**Exercise instructions:** The reply should contain the full listing exactly as written and no pictures at all.

**Input data:**
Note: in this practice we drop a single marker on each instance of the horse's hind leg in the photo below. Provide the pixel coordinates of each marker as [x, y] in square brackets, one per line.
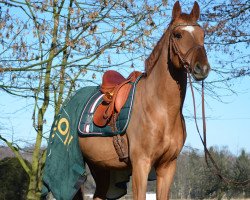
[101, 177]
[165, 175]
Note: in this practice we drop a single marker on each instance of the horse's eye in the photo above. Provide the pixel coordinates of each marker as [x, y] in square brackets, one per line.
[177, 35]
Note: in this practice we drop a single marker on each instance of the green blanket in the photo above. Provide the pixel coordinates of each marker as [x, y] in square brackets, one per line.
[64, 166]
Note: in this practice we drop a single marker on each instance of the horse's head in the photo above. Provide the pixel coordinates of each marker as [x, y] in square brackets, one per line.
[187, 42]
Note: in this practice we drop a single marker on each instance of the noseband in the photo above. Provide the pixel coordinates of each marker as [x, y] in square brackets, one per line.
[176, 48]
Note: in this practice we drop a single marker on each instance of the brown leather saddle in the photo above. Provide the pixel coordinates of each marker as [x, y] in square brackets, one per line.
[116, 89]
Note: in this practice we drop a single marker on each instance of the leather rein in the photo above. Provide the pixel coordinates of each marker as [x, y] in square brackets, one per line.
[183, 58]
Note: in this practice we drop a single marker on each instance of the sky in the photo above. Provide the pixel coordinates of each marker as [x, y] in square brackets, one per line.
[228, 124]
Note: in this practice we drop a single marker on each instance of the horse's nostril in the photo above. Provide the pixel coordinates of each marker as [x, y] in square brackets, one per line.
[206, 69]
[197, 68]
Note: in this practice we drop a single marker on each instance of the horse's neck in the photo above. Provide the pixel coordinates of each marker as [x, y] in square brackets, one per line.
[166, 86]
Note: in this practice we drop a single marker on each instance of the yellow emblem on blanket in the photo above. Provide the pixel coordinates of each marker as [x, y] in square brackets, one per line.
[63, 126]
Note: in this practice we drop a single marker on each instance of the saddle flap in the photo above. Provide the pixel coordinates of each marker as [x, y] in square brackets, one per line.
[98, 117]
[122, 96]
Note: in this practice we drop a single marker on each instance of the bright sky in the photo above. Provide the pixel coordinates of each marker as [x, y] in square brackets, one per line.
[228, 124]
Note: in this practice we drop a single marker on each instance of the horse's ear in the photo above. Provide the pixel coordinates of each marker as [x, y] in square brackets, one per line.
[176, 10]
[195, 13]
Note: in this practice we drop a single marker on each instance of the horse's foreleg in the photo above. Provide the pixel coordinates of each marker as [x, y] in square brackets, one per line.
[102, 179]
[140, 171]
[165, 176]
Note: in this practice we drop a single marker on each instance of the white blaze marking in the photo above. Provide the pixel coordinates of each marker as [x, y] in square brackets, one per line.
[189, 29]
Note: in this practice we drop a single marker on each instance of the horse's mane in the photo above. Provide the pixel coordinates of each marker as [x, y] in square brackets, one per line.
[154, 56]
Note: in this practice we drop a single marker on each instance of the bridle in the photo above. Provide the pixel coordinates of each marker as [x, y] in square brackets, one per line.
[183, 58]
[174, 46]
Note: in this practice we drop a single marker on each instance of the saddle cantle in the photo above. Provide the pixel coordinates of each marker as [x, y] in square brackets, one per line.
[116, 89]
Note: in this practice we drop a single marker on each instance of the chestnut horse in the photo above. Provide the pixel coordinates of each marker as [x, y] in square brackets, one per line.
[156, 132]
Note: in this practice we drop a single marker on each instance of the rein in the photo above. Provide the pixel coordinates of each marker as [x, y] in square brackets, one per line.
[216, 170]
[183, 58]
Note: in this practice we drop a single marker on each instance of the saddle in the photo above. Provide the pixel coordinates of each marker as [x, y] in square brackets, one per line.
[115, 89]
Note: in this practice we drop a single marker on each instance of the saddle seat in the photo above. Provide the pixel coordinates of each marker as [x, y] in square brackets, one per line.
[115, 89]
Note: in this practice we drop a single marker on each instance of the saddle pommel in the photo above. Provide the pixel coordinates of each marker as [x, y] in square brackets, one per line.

**Solution to this problem:**
Note: in this practice we drop a single marker on each instance of the horse's hind leg in the photo below. Provide the pixel coordinates of each marker as [x, y] in square brackets, one per line.
[101, 177]
[165, 175]
Note: in this practice we drop a single marker on each instance of the horse's eye in the photo above. Provide the pixel coordinates of each marker as [x, y] in square brackets, one per line.
[177, 35]
Note: in this practice we drop a single marker on each instance of the green blanket in the photo above. Provide the pixel coordinates of each marker as [x, y] in square brackets, one per line.
[64, 166]
Note: in this practice we drop a single marker on each instance of the horse's head in the photo above. Provide the pixel coordinates of each marker as [x, y] in square brackets, one per line.
[187, 42]
Note: in this practice we drop a single marker on each instance of the noseband in the photo above. Provide the pixel coordinates of each marker as [x, y] in square brackets, one per line.
[176, 48]
Note: in this practice we drop a single marker on each instance of the brown leather saddle in the photo above. Provide the pixel coordinates of each marker as [x, y] in square brackets, one per line.
[116, 89]
Note: in this practice we drop a single marker on each instance of the leather rein in the photo above. Provide the pixel coordinates of each marker as [x, y] in square brackets, one per line.
[183, 58]
Note: in this practice we drop a single marker on each instance of the sky in the photo above. Provide the pixel coordinates of each marker as [x, y] in square brackets, one per line.
[228, 124]
Note: in this practice we drop a single marker on each instance of the horse's nostril in the photo above. Provide the pixel coordinates of each marker as [x, y] in square brackets, one per line.
[206, 69]
[197, 68]
Note: in this practice we drop a single marker on each instance of the horse's neck in the photo above. Provide the pixel coordinates of each marker as [x, y] in square brackets, one per line.
[166, 86]
Note: in this practice we drop a single marker on each instance of the yellow emblem on blanket in the photo above. Provide the pixel coordinates of each marker as [x, y] in square brackets, one per line.
[63, 126]
Note: in this practice we drop a single marker on each instance of the saddle flap in the photo above. Provide the pixel coordinates of each marker as [x, y] in square brackets, one per line.
[98, 117]
[122, 96]
Note: in this practice we drop a single marker on each instance of the bright sky in the photo above. Provide the pixel coordinates of each marker as [x, y] in square brackets, one per line.
[228, 124]
Note: in this practice we drop a single marker on each instance of the horse's ear in the photo above. Provide the pixel coordinates of each marker as [x, y] in square brackets, one per line.
[176, 10]
[195, 13]
Note: in this practice we drop a single marker on each instance of the horse's foreleg in the photo above. Provide the pixel coordinates of each marker as [x, y] in square brackets, one per line.
[102, 179]
[140, 171]
[165, 176]
Note: in this practice we drop a single marker on each instance of the white blaze marking in the photo above. Provide the pixel coordinates of each marker as [x, y] in square brackets, one per line.
[189, 29]
Note: in this practice we drop a single marker on each instance of the horse's mane in the photo above. Provide the pixel coordinates of each marker as [x, y] in square brackets, one per line.
[154, 56]
Note: in this practice we drop a single marker on each instance of the bridle in the photo above. Provide the pixel coordinates of each marker as [x, y] in square brackets, one per line.
[183, 58]
[174, 46]
Note: in this practice we drop a single marker on each instance of the saddle cantle in the photo above. Provide the pixel coordinates of each marker as [x, y] in square brackets, one per line.
[116, 89]
Note: in this practice we drop a single marker on each instance of the chestnut horse in the photo above. Provide the pixel coordinates of each marker as [x, y] in square brackets, one per line.
[156, 132]
Note: in this practice we drop a single marker on each instance of the rein in the photo above. Provide the pixel coordinates of each marker as [x, y] in square brackets, one per line.
[216, 170]
[183, 58]
Note: in this practice we drop a single marker on each instance of the saddle in the photo above. Provide the pixel coordinates of each marker as [x, y] in square brackets, one per line.
[115, 89]
Note: in this practice we drop a single marker on each instance of the saddle seat in the photo above. Provide the pixel coordinates of each marker as [x, y] in square brackets, one per line.
[115, 89]
Note: in this practice we drop a single marker on each instance of the saddle pommel in the photo above. Provide the pixel coordinates of each marker as [x, y] in square brackets, one per line.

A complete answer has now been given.